*Task brief*:
Reproduce the lines below, changing "photograph" to "image" wherever it occurs and leaving everything else unchanged. Omit the pictures from your answer.

(Image point annotation entries)
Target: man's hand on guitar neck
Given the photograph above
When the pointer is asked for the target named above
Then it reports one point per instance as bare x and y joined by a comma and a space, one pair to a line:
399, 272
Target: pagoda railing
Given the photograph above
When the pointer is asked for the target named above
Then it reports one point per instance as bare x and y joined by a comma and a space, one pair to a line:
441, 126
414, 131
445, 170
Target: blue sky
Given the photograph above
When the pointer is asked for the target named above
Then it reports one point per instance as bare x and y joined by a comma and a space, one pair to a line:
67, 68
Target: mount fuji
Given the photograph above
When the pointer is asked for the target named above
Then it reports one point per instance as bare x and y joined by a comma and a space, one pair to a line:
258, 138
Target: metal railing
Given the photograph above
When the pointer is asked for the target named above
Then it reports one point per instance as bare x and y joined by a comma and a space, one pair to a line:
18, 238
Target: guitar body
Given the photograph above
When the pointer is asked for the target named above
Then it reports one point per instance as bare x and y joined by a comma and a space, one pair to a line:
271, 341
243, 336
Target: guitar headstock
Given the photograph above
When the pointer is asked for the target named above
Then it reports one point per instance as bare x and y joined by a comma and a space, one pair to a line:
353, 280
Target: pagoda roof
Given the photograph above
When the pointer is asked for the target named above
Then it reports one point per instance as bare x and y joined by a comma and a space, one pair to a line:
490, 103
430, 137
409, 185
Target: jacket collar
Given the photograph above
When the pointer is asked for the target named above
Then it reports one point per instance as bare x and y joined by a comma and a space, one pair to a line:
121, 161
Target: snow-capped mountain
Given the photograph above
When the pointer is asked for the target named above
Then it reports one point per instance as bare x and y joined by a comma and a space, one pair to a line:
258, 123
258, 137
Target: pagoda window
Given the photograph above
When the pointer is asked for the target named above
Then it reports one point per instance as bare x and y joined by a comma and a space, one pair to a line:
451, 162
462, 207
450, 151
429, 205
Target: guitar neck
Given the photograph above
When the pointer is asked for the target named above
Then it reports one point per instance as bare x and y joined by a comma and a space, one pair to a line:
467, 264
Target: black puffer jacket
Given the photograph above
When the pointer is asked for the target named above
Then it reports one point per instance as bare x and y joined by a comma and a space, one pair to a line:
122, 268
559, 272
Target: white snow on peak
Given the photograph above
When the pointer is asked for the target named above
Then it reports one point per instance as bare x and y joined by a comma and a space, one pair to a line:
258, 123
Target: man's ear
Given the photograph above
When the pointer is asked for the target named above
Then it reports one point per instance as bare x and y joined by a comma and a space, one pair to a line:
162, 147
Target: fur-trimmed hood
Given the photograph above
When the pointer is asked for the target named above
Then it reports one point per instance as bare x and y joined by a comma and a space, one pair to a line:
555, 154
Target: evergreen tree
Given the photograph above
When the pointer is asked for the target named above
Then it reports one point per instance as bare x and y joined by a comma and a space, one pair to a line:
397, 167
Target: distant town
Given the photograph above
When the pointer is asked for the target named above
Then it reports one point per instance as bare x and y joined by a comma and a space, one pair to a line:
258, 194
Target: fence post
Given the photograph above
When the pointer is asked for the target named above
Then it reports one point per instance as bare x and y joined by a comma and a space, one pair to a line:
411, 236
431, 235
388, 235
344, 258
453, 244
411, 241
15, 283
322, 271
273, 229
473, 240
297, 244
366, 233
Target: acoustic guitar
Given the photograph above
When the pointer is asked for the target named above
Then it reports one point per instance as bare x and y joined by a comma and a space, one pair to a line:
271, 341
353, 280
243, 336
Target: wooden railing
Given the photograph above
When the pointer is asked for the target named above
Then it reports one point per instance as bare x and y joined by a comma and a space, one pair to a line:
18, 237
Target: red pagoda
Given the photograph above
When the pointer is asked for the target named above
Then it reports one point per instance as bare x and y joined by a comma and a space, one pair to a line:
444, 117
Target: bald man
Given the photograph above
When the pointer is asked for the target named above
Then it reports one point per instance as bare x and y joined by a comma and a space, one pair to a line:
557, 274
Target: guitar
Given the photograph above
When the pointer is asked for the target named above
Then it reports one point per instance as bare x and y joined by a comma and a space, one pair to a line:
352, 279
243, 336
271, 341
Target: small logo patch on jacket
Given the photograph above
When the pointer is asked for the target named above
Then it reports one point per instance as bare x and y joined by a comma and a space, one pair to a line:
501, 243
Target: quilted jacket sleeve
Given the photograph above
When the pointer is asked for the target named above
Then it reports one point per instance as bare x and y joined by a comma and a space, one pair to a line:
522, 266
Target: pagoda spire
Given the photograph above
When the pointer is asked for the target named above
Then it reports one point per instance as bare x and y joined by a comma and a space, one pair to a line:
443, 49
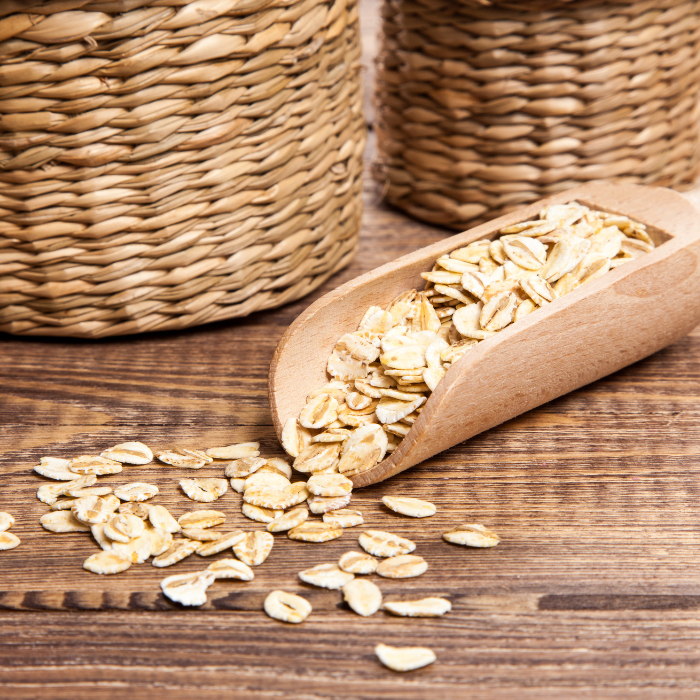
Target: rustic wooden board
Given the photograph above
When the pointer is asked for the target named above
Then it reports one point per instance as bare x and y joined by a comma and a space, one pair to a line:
594, 591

*Exercise result*:
Target: man's hand on guitar neck
Given the image above
When the pointer is asked for the target named above
Then it reports one point per instance as bare x and y joined by a comma and a space, one pair to a line:
399, 272
Target: pagoda railing
Given the image above
When the pointer is asked for the target named above
Then it reports one point per instance as bare x and y joined by a comma and a space, one pair to a line:
441, 126
414, 131
445, 170
Target: blue sky
Given the image above
When the pointer is asked for the target named above
Then it reports one point per instance as bare x and y joined by a comma and a space, one pair to a line:
67, 68
Target: mount fuji
Given the image above
When the pointer is asked for the target named above
Then it reports one point per instance as bare x and y joined by a comma and a space, one pair to a line:
258, 138
Target: metal railing
Given the image above
When the pointer is asked for the target named above
Then it reports one point per instance as bare x and y joined by a comma and a space, one pair to a line:
18, 238
Target: guitar body
Given the image above
When the pointer is asked for the target named above
Then it reports one point per instance as bare x and y joined by a comma and a space, one pair to a line:
271, 341
243, 336
Target: guitar headstock
Given the image above
When the pointer is asked for the target named above
Then it reports one point per instance as bare x and y joined by a comma and a space, one pair to a line:
353, 280
Target: pagoda roof
Given the image above
When the pointer is asked for the target named above
Then it reports one point per instance as bare x and y joined by a comma and a space, one pair to a line:
490, 103
430, 137
409, 185
Target: jacket collar
Given the image above
When the pointer is asked for the target named above
Then it reports one point per instance as bare x and y joined by a comma and a space, one pair to a line:
121, 161
Target: snow-capped mountain
Given the image above
When the pointer is asked for the target named above
Then it reports one point per instance as bare x and y joined by a comma and a space, one pair to a line:
258, 123
258, 137
Target: pagoda window
Given the image above
When the pointer is asked for the target named above
Then it reports one point per instance as bare x and y joined by a comma and a space, one pair to a line:
451, 162
462, 207
450, 151
429, 205
Target: guitar neck
Given the image above
When the pointer is asked for the target named above
Then it reports one point per instance as bare x and y joined by a comma and a space, one pair to a line:
467, 264
Target: black puffer jacket
Given the image above
When the pointer is asked for the target named above
Then it reports one point per instance as bare x and y joined by a comma and a space, one pair to a line:
122, 268
559, 272
Target: white snow on peak
Given the image above
When the pointer is asked for the target named above
Then it reports one point per instance as bare x and y joined by a comma and a space, one pair to a line:
258, 123
Target: man's ear
Given the image above
When the pointer is asked for the target named above
Then it reports one point per instance as bare x and y joined by a comma and a space, one pair to a line:
162, 147
Target: fur-trimmed hood
Given the image above
When the pointer is asked for the target named above
Then it reports one point per instance as bare x and y joined by a comma and a space, one pair to a line:
555, 154
Target: evergreen tree
Given the image above
When the pointer is asked for the target named above
Then it reports one point per instance as bare x and y joined by a comma and a space, one pair to a line:
397, 167
Target: distant town
Given the image above
When the pointer is asked for the target named above
Then it reports one point per instance as bare x and y joined by a comma and a space, one pair to a line:
258, 194
Target: fence post
Given the image above
When the pointer is asked for the target named above
Then it reports one point per instance as bare x and y joined by a comma and a space, one pair to a line:
411, 236
431, 235
388, 235
344, 258
453, 244
411, 241
15, 283
322, 271
273, 229
473, 240
297, 244
366, 233
Target: acoustic guitar
Given the image above
When the pointer is asked for the target named above
Then it reports one point per instance as bare x and y joined by a comma and a space, one pair to a line:
271, 341
353, 280
243, 336
Target: wooden railing
Given the image above
When the pointer is asked for the target named above
Then it reports one point per instance as bare x and y joined by a comma and a space, one pair to a line:
18, 237
Target: red pagoda
Given the image above
When the pointer is asked for the target named above
Then it reports one point per instance as bare x and y joined by a comma and a space, one pair to a line:
444, 117
Target: bald man
Given the image above
When the pointer is asked for the target named above
Then it reports one point per instance as bare x and y joined by a comma and a space, one pair to a line:
557, 274
Target: guitar
Given the image above
When the pointer is asked for the target named above
Then it reports one point per instance as bare x and y joined by a comma and a space, one pair to a line:
352, 279
243, 336
271, 341
Target: small logo patch on jacket
Given the image above
When the pointer is asked for the target named above
Then it reports one point per instance as bare x and y joined by a comma and a space, one pair to a line:
501, 243
Target: quilted jacket sleeve
Given the image above
When the pointer is asked for the target named above
Then it reports one point per instance as bare x and y joined by a comma and a space, one pair to a line:
522, 266
Target: pagoda spire
Given the image above
When the pointer is asked for the target named above
Then it reports one point per instance as bare x and y joined by a comma and a space, one pair to a line:
443, 49
Target: rustic wooden board
Given the image above
When the pointer is asked for the target named above
Then it reports one point per instance as bare x and y joined by a comma and a space, one pair to a line:
594, 591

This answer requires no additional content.